#### Supplied text
--------------------------------

We began the series by getting to know the man behind the walking safari, Zambia’s Mr Norman Carr (which you can read here). Next up, renowned for her amazing work with chimpanzees, it’s Jane Goodall…

Born in England in April of 1934, Jane Goodall possessed an extraordinary affinity for animals from a very young age. Born to a businessman father and an actress mother, Jane’s interest was said to be sparked by a gift given to her by her parents while she was still very young. The gift was of course a stuffed toy chimpanzee, initially thought to be too scary a toy for a toddler by her parent’s friends, which brought about her continuing love for, and fascination of, our primate cousins.

Jane in her early years

After having worked for several years in England after completing her high school education, Jane was presented with an opportunity to travel to Kenya at the age of 23 to visit the farm of a family friend. Immediately enamoured by the mystique of Africa, Jane set about looking for a job there that would enable her to stay on the continent she was fast falling for. It was a little later, in 1957, that Jane secured employment as a secretary for a Kenyan firm. Little did she know how much the position was going to change her life…

After a short while in her new role, Jane was given advice by a friend to contact prominent Kenyan archaeologist and paleontologist, Louis Leakey,purely about the possibility of meeting to discuss African wildlife. Fortuitously, Leakey just so happened to be looking for a researcher to assist him on his study of primate behaviour. He kept that part of the job to himself for the time being, instead offering Jane the chance work for him as his secretary in Tanzania. Jane was elated and immediately agreed to the job that took her that much closer to her beloved chimpanzees.

--------------------------------

(Collection entries)
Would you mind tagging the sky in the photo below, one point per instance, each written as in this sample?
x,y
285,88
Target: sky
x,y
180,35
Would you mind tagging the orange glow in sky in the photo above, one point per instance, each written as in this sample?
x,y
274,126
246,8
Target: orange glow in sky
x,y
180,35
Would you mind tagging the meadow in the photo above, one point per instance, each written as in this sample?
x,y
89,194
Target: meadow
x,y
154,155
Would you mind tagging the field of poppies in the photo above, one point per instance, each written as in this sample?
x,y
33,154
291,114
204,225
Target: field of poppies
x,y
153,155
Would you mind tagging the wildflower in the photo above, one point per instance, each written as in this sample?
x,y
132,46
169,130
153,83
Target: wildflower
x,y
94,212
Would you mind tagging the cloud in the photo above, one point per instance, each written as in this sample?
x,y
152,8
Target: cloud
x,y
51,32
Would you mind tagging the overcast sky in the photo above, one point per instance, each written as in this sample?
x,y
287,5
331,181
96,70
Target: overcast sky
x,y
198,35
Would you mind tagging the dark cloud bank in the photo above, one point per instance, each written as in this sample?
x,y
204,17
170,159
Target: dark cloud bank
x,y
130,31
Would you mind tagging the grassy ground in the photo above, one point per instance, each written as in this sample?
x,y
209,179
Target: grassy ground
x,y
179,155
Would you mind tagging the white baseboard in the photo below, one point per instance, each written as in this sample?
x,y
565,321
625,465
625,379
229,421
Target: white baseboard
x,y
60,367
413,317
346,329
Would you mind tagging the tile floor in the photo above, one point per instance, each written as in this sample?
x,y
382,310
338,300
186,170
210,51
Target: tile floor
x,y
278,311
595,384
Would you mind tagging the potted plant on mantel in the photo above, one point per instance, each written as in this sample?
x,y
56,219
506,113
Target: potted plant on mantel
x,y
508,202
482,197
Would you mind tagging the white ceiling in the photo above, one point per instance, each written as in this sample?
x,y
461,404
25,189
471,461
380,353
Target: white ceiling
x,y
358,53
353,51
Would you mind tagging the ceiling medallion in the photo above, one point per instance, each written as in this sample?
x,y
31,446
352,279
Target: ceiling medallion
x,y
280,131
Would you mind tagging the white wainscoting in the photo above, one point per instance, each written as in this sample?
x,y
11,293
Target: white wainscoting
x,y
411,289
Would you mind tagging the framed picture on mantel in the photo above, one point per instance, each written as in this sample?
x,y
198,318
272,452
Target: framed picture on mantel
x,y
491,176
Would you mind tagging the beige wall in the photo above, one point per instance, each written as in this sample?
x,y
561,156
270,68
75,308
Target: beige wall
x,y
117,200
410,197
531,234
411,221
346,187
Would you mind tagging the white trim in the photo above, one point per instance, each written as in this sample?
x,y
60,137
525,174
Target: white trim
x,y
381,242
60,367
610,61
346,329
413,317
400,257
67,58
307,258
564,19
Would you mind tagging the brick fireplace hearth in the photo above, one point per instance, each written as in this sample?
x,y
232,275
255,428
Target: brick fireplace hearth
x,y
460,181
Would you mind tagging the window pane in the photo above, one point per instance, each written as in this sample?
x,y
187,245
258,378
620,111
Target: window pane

--------------------------------

#### Your goal
Continue the text about Jane Goodall from the point where it stops. The collection entries are separate material and have nothing to do with the text about Jane Goodall.

#### Output
Chimpanzees - Jane's life and passion

Jane moved to Tanzania shortly after accepting the job and began in earnest her work for Mr Leakey. Leakey was impressed by her enthusiasm and ability, and, in 1958, he sent Jane to study primate behaviour in London with renowned experts Osman Hill and John Napier. In 1962, Leakey then arranged for Jane to study towards a Ph.D in Ethology at the prestigious University of Cambridge. With an aptitude that was clear to all, Jane became only the 8th person in the University’s history to obtain a Ph.D without having first obtained an undergraduate degree.

With her new-found knowledge and contacts, Jane returned to the Gombe Stream National Park in Tanzania upon completion of her thesis (titled ”Behavior of the Free-Ranging Chimpanzee”) where she continued her remarkable, almost personal relationships with the resident chimpanzee population. Jane immersed herself in her study of the animals and spent almost every waking hour being amongst them. Her knowledge of the primates was surpassed only by her love for them; and so Jane fast become renowned as the leading expert on Chimpanzees.

Jane as she was most comfortable

In 1997, Jane established the Jane Goodall Institute as a means to protect and preserve the chimpanzees and their habitat. Recognising the importance of education, the Institute set about establishing “sustainable development programs that engage communities as true partners” (from the Jane Goodall Institute). The community outreach has proven successful as the Institute continues to this day to champion the rights of the endangered animals.

With speaking engagements and honorary doctorates from the world over, Jane is still as active today as she was decades ago in her attempt to safeguard chimpanzees for generations to come. She is a true Safari Icon and all of us at African Safari Consultants salute the good work of her and her Institute!

To Jane!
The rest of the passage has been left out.